Work instruction –
Give back the line that contains "Teacher note: indicate the pool" and every following line, exactly as they appear, through the end of the data.

Extracted records –
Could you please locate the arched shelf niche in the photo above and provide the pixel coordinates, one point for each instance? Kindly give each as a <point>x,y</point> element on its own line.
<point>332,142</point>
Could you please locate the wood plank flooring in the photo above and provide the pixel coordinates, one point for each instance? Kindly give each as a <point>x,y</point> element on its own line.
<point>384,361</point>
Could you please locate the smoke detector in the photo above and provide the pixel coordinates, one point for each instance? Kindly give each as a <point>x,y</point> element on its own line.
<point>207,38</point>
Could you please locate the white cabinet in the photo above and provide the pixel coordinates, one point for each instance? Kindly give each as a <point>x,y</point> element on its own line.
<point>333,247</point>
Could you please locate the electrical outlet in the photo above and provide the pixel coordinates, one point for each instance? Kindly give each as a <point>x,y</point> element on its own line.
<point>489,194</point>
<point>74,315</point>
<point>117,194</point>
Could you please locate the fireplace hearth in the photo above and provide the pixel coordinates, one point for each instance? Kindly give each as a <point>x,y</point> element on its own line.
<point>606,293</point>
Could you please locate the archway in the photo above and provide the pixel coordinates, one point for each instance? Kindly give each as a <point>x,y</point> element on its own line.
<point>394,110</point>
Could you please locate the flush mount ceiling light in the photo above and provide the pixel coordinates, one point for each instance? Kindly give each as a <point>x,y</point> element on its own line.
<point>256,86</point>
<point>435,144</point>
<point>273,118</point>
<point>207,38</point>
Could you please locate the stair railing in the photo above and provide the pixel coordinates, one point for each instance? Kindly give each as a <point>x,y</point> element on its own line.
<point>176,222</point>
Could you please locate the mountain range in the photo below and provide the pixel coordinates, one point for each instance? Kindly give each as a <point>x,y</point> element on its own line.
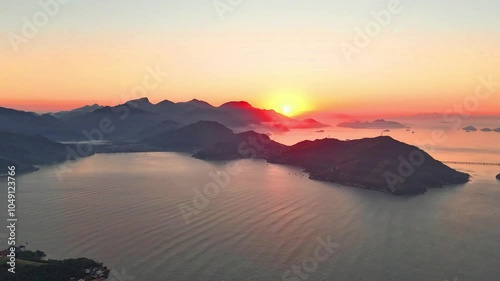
<point>138,118</point>
<point>381,163</point>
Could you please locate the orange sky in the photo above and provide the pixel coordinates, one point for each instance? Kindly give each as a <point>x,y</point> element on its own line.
<point>404,69</point>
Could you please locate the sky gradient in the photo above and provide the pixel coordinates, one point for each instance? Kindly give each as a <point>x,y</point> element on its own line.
<point>273,54</point>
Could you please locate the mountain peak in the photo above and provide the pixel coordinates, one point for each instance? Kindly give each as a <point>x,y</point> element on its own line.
<point>140,100</point>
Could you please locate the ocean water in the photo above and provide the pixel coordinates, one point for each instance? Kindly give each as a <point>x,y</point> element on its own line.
<point>264,222</point>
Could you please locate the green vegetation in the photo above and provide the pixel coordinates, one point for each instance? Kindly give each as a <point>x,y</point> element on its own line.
<point>30,266</point>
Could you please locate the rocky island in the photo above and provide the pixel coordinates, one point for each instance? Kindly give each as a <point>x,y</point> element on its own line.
<point>32,265</point>
<point>381,163</point>
<point>28,152</point>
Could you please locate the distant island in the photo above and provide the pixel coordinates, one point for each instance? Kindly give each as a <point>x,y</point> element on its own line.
<point>470,129</point>
<point>32,265</point>
<point>382,163</point>
<point>376,124</point>
<point>372,163</point>
<point>29,152</point>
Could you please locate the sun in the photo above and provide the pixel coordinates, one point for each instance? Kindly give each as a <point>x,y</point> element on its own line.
<point>289,102</point>
<point>286,109</point>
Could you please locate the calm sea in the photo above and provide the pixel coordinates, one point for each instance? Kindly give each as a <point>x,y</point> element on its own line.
<point>264,222</point>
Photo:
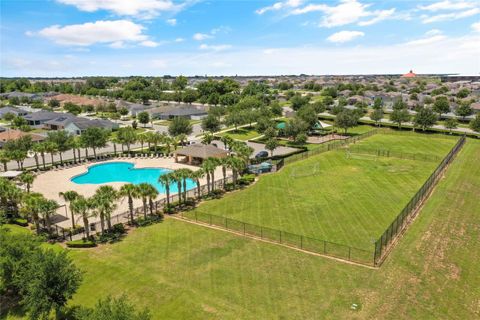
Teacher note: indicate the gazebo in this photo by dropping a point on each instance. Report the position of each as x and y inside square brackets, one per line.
[196, 153]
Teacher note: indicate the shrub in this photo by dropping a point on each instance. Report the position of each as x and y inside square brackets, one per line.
[246, 179]
[142, 222]
[20, 222]
[81, 244]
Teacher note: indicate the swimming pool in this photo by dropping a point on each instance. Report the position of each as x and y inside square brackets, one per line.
[126, 172]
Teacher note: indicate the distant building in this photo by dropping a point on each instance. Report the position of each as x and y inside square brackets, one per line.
[38, 119]
[11, 135]
[184, 111]
[409, 75]
[15, 111]
[79, 125]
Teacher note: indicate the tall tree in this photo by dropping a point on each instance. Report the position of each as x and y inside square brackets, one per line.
[441, 105]
[129, 191]
[165, 180]
[179, 125]
[425, 118]
[82, 207]
[95, 138]
[68, 197]
[400, 116]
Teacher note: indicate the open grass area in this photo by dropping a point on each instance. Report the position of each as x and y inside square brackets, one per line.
[330, 197]
[183, 271]
[243, 134]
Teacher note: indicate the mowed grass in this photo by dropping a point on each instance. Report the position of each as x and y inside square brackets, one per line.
[243, 134]
[183, 271]
[330, 197]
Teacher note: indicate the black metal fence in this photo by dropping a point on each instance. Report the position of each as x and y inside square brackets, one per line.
[394, 154]
[293, 240]
[124, 217]
[383, 244]
[332, 145]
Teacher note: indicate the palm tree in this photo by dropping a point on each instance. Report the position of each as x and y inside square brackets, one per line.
[104, 201]
[31, 206]
[185, 174]
[81, 207]
[209, 165]
[182, 138]
[27, 180]
[47, 208]
[51, 148]
[152, 194]
[68, 197]
[4, 159]
[224, 163]
[197, 175]
[156, 139]
[129, 191]
[144, 192]
[208, 138]
[108, 197]
[165, 180]
[41, 148]
[227, 140]
[177, 177]
[236, 164]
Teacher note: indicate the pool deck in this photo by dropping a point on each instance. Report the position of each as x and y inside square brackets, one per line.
[51, 183]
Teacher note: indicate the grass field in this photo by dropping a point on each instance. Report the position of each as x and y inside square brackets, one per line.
[330, 197]
[183, 271]
[242, 134]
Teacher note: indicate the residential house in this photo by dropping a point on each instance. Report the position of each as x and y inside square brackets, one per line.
[185, 111]
[10, 135]
[15, 111]
[78, 125]
[38, 119]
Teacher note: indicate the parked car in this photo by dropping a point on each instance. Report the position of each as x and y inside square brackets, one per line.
[261, 154]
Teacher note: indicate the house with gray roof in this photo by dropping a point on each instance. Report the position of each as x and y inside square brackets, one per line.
[133, 108]
[38, 119]
[78, 125]
[184, 111]
[15, 111]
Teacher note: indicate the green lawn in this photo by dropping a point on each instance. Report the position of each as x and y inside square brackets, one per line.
[183, 271]
[330, 197]
[243, 134]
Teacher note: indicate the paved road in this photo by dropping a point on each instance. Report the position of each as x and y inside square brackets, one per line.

Written solution –
Teacher note: indicate the pool deck in this photo by dropping a point on each instance. Report the position of each as x and y inside square brackets, one per line.
[51, 183]
Teacher note: indicate the grass field in this photo by dropping a point on each instance. Report the position of each as x and y inside square brackets, one per line.
[330, 197]
[183, 271]
[242, 134]
Teacher note: indicate the residential house in this photo by dropping a point on each instance. Report the position of each as x and y inside square brackets, one per line.
[185, 111]
[10, 135]
[15, 111]
[78, 125]
[38, 119]
Teacher note: indicate the parked car in this photo by dropping a point on each instance. Report the position of each as x and y inside square brackets, one per line.
[261, 154]
Teacher note: indicate the house with gray roof in this photo by dropping a point on each instance. Report the position of each as x and y inside square brackets, one per line.
[133, 108]
[38, 119]
[78, 125]
[184, 111]
[15, 111]
Teacher note: indicate the green lawn in this photo by dropping a point on each instance. Report the position of each as x and y inside square brackets, one per line.
[183, 271]
[330, 197]
[243, 134]
Teacher note: indicate the paved road in this photo by dropping a point on each instance. Report the position of each as x and y inside square brackets, one per line.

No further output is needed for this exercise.